Starting with the line that contains "of the silver" and going on through the last line of the records below, recast those lines as a JSON list of strings, one string per line, with blank lines left out.

---

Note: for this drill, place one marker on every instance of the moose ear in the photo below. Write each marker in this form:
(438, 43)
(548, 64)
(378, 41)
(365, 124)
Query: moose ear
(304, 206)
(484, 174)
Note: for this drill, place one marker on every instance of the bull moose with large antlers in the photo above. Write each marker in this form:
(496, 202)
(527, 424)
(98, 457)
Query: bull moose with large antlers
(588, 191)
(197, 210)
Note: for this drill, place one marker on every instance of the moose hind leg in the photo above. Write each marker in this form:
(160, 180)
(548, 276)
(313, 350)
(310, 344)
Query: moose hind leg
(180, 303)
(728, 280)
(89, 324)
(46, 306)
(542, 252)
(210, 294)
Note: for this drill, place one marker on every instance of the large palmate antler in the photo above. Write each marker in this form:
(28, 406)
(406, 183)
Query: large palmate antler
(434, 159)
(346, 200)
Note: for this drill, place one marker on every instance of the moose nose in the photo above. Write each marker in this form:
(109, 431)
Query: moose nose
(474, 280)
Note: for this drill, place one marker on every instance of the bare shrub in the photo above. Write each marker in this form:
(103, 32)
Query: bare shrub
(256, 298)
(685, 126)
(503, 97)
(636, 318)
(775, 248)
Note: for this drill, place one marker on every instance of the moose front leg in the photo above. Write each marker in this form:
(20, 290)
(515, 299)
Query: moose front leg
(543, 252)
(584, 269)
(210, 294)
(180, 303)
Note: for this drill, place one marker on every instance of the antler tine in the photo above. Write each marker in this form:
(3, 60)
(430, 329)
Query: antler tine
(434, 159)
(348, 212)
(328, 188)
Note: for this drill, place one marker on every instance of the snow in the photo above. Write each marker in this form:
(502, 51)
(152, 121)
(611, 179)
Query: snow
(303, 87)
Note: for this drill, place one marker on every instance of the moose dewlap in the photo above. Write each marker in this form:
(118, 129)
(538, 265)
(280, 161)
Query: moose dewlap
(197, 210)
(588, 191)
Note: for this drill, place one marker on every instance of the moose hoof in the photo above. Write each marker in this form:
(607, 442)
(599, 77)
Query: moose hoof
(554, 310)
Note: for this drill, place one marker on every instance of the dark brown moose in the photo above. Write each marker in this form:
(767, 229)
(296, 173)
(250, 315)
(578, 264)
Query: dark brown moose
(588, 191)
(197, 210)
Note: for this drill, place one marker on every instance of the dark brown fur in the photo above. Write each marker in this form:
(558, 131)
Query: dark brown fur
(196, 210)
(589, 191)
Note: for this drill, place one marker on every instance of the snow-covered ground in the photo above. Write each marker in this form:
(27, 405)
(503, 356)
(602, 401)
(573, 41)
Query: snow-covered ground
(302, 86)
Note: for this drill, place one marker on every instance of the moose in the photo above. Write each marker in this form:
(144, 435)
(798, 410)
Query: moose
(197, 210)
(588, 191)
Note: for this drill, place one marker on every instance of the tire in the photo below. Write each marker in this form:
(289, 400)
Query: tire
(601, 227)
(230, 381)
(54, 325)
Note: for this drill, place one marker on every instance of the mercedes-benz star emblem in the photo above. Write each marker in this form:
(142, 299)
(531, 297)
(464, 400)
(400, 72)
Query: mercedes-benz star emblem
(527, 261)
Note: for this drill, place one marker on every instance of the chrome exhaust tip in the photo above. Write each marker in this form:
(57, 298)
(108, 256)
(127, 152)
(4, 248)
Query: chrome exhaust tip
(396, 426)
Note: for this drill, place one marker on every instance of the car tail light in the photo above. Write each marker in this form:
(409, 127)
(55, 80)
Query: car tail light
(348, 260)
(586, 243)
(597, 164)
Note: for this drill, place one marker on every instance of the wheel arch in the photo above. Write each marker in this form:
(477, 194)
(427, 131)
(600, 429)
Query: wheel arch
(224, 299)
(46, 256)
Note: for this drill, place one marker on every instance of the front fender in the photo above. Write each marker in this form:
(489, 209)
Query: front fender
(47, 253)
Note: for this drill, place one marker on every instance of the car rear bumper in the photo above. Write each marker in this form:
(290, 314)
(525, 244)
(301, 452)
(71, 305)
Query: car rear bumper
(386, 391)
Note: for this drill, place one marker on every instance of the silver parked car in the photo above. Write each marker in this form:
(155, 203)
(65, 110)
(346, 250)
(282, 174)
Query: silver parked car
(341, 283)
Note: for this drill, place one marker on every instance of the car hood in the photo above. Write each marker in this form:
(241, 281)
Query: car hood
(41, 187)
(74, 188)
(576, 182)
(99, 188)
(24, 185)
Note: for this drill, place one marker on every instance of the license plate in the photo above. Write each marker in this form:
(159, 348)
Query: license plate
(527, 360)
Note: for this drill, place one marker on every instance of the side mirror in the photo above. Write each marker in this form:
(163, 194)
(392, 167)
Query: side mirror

---

- **THE SOLUTION**:
[
  "Note: for this drill, place one marker on every instance of the silver parked car in the photo above. Write each marker in this form:",
  "(155, 203)",
  "(65, 110)",
  "(346, 250)",
  "(282, 174)",
  "Query: silver parked car",
  "(341, 283)",
  "Note: for this drill, place one marker on every instance of the car hood in the photo above. Write each marker in this form:",
  "(241, 281)",
  "Query: car hood",
  "(41, 187)",
  "(74, 188)",
  "(576, 182)",
  "(99, 188)",
  "(24, 185)",
  "Note: for this drill, place one marker on every instance of the license plate in the photo above. Write each marker in this form:",
  "(159, 348)",
  "Query: license plate",
  "(527, 360)",
  "Note: for this drill, place one marker on every instance of the side mirror in the photo above. Write each marker in this form:",
  "(163, 194)",
  "(392, 167)",
  "Query: side mirror"
]